_What is being asked_
In the page excerpt on the candidates' tax plans, condense the paragraph that begins "In contrast, Trump has proposed" into a short bulleted list that keeps its main facts.

Clinton wants to increase taxes on the wealthiest Americans by enacting a 4% surcharge on income over $5 million and imposing a 30% minimum tax on taxpayers with income above $1 million—the “Buffet Rule.”
In contrast, Trump has proposed to lower the top tax rate. He has released two tax plans to date. His original plan lowered the top marginal rate to 25%. His subsequent plan lowered it to 33%. (We’ve considered both of his tax proposals in the run-up to the election.)
Tax rates affect the yields and prices on muni bonds, which are currently exempt from taxation. On the face of it, Clinton’s proposal should favor municipal bond prices by increasing demand from the wealthiest taxpayers; Trump’s plan should hurt prices by reducing demand.
But their tax plans are more complicated than that.
Clinton is keeping alive President Obama’s proposal of limiting the tax exemption of municipal bonds to 28%. That means that an investor with a top federal marginal tax rate of 43.4% (47.4%, including the 4% surcharge) would pay a tax of 15.4% (19.4%, including the surcharge) on their municipal income.
Trump, although he did not provide details in his initial proposal, had earlier specified his desire to limit the tax exemption of municipals to 10%, thus leaving a 15% federal tax on municipal income. However, because his subsequent plan does not even mention the municipal tax exemption, some political observers believe the exemption could be at risk.

_Supplied data_
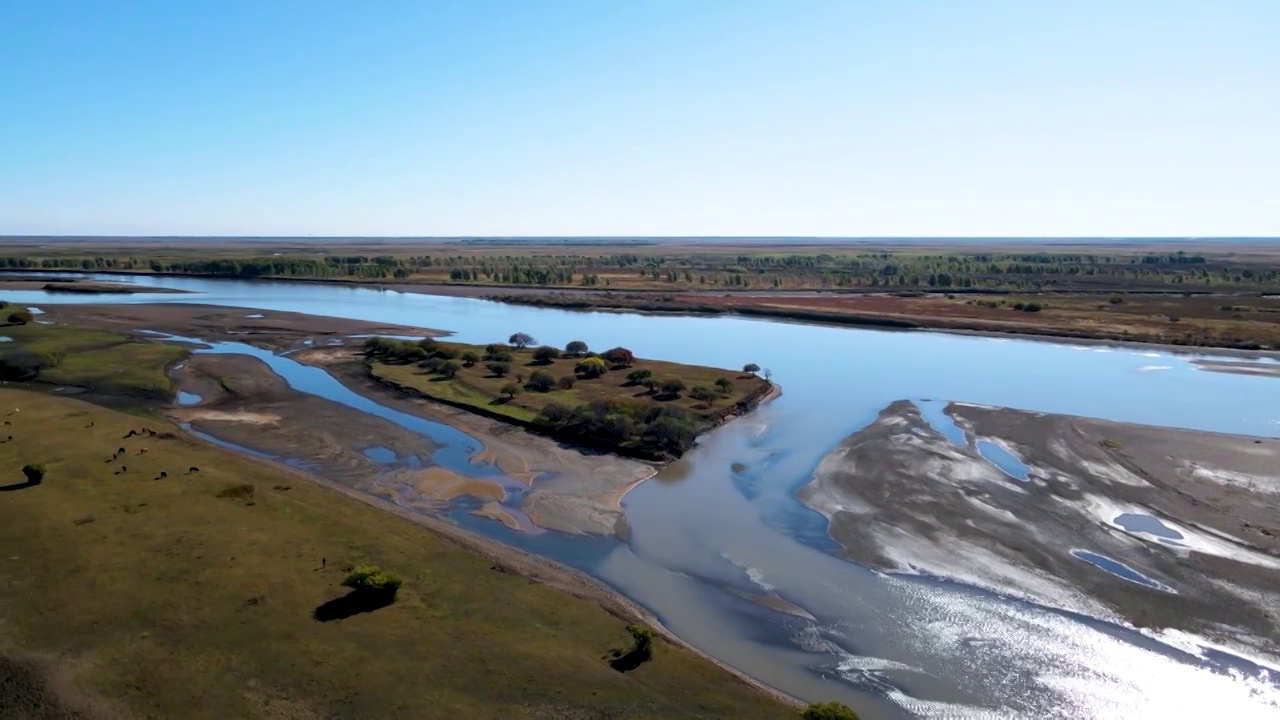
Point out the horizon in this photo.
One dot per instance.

_The result_
- Unlike Clinton, Trump has proposed lowering the top tax rate.
- He has released two tax plans so far.
- His original plan cut the top marginal rate to 25%, and his later plan cut it to 33%.
- Both plans have been considered in the run-up to the election.